Mark van Loosdrecht: Avoiding disappointment of sewage testing for Covid-19
Shifting from sanitation to environmental protection
Water engineering originates from the need of urban societies for safe and healthy water and prevention of waterborne diseases.
As a result of engineers from over a century ago, waterborne diseases have been mostly eradicated from society in industrialised societies.
At universities most sanitary engineering departments have been renamed in the past 50 years into environmental engineering, reflecting the shift in attention from sanitation to environmental protection.
New processes introduced in the wastewater sector are evaluated based on their capacity to reduce nutrients, recover resources or minimise energy demands. However, pathogen removal efficiency hardly plays a role.
Sewage monitoring as a pandemic ‘dashboard’
The Covid-19 pandemic has put the relation between wastewater and health back in the centre of attention.
Worldwide, many wastewater and health researchers have started to monitor sewage for the presence of corona viruses to monitor the spread of Covid-19 in society.
"In the Netherlands, sewage monitoring is part of the governmental ‘dashboard’ used to monitor the pandemic."
In countries such as the Netherlands, sewage monitoring is part of the governmental 'dashboard' used to monitor the pandemic. As an indication of research to date, from July, a total of 213 scientific publications have been reviewed and published related to Covid-19 and wastewater.
While it seems that this is a new area for wastewater research, in 2010 there was already a peak in scientific publications on coronaviruses, although mainly from Asia. Furthermore, wastewater monitoring for the spread of diseases such as polio is regularly practised and documented in the past.
Measuring antibiotic resistance and pharmaceuticals is performed recently, but mainly placed in the context of preventing pollution and hardly in the context of public health monitoring.

Supplied entries
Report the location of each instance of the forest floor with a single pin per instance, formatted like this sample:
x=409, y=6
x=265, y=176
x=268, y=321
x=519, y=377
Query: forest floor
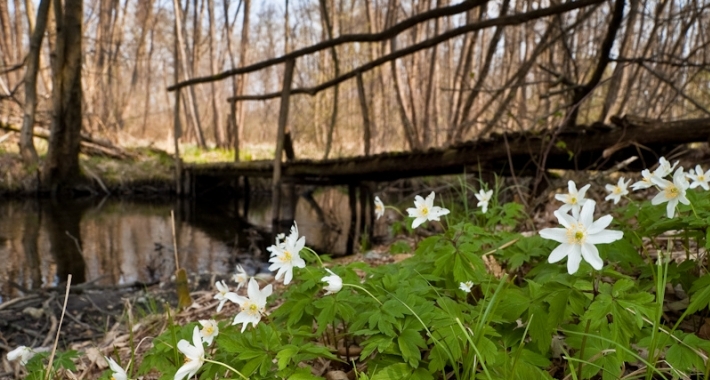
x=102, y=321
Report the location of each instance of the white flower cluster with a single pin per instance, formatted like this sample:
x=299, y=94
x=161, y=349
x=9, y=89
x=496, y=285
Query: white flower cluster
x=581, y=233
x=285, y=255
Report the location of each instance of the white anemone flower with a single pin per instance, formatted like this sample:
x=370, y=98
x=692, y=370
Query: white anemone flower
x=466, y=286
x=664, y=168
x=335, y=283
x=579, y=236
x=241, y=277
x=223, y=294
x=287, y=257
x=253, y=307
x=483, y=198
x=574, y=199
x=671, y=192
x=699, y=177
x=617, y=191
x=194, y=356
x=118, y=372
x=379, y=208
x=23, y=353
x=279, y=244
x=645, y=181
x=209, y=330
x=424, y=210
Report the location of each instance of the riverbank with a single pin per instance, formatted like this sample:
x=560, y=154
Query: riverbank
x=147, y=171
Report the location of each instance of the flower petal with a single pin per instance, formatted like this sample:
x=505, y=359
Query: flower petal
x=559, y=253
x=670, y=208
x=188, y=350
x=573, y=259
x=187, y=370
x=603, y=237
x=565, y=219
x=557, y=234
x=586, y=217
x=430, y=200
x=599, y=225
x=659, y=198
x=418, y=221
x=590, y=254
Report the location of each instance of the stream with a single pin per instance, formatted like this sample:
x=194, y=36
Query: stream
x=111, y=242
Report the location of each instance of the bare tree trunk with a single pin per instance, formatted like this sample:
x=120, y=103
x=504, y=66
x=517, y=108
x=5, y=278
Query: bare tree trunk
x=480, y=78
x=280, y=133
x=192, y=108
x=27, y=148
x=216, y=114
x=581, y=93
x=148, y=79
x=366, y=127
x=618, y=74
x=336, y=64
x=61, y=168
x=6, y=45
x=429, y=124
x=243, y=52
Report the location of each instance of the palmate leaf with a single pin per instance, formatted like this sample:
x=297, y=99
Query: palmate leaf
x=394, y=371
x=683, y=356
x=700, y=297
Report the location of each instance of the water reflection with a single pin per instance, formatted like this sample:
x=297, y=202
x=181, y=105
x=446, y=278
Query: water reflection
x=114, y=242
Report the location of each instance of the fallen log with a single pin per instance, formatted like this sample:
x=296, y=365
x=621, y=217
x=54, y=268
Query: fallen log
x=89, y=145
x=595, y=147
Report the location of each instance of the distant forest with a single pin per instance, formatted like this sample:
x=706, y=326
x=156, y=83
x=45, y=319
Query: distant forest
x=519, y=65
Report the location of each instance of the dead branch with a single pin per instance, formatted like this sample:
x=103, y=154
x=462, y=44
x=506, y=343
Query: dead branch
x=347, y=38
x=506, y=20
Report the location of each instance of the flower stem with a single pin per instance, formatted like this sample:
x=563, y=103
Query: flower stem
x=396, y=209
x=364, y=290
x=586, y=328
x=228, y=367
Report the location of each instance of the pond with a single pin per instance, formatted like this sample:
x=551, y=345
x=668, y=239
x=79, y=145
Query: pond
x=113, y=242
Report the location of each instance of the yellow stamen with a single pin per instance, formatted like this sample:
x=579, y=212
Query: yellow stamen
x=672, y=192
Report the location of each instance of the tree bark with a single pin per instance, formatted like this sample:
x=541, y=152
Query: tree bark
x=192, y=108
x=336, y=64
x=61, y=170
x=216, y=114
x=366, y=127
x=27, y=147
x=241, y=85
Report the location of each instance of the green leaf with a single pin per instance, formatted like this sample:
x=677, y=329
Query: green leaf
x=304, y=374
x=285, y=355
x=394, y=371
x=700, y=297
x=410, y=343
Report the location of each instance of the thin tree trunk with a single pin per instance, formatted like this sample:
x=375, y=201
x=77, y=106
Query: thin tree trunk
x=336, y=64
x=280, y=133
x=27, y=148
x=241, y=85
x=192, y=108
x=366, y=127
x=62, y=164
x=6, y=45
x=216, y=114
x=481, y=77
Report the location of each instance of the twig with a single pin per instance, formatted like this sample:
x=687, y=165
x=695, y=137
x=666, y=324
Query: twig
x=172, y=219
x=59, y=329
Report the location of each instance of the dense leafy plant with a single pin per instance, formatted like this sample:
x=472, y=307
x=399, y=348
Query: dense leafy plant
x=478, y=300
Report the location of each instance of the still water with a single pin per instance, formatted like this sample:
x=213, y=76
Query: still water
x=113, y=242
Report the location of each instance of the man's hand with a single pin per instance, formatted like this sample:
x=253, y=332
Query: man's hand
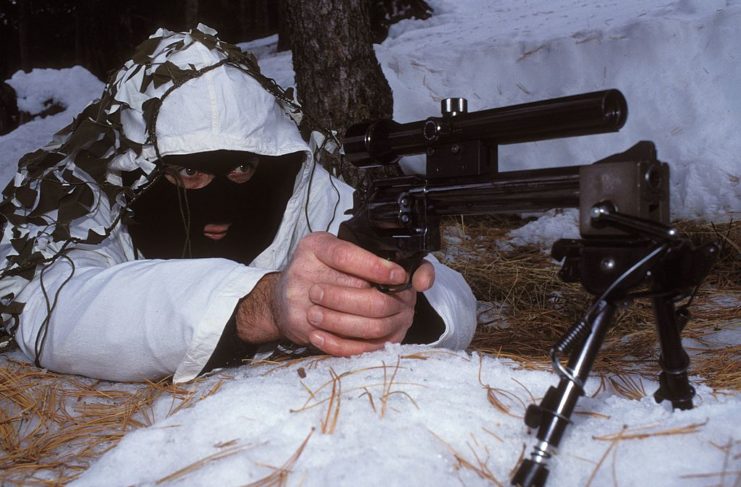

Problem to solve
Proceed with the text on sewage testing for Covid-19, starting after its last sentence. The records have nothing to do with the text on sewage testing for Covid-19.

Final answer
Will the attention for wastewater as a reflection of public health remain once the pandemic fades away, or will environmental engineering departments change their name back to sanitary and health engineering?
A dose of realism on Covid-19 testing in wastewater
Current data suggests that coronavirus testing in sewage is being used as an early warning for diseases.
However, with samples analysed in early 2020, doctors were not fully responsive to Covid-19 as a potential cause of symptoms of their patients.
"As usually after the initial enthusiasm, there will likely be disappointment that promises of wastewater testing are not as large as initially assumed."
As usually after initial enthusiasm, there will likely be disappointment that promises of wastewater testing are not as large as initially assumed.
Hopefully, this will be followed by realism. The large-scale current testing and data gathering might bridge the gap between urban drainage and sewage engineering and the field of public health and epidemiology.
The technology to detect viruses and microorganisms is very sensitive, as well as the technique to detect pharmaceuticals.
Let’s use the Covid-19 experience to seek long-term collaboration between sewage specialists, health specialists and epidemiologists to fully exploit the potential of wastewater as a reflection of public health in a society.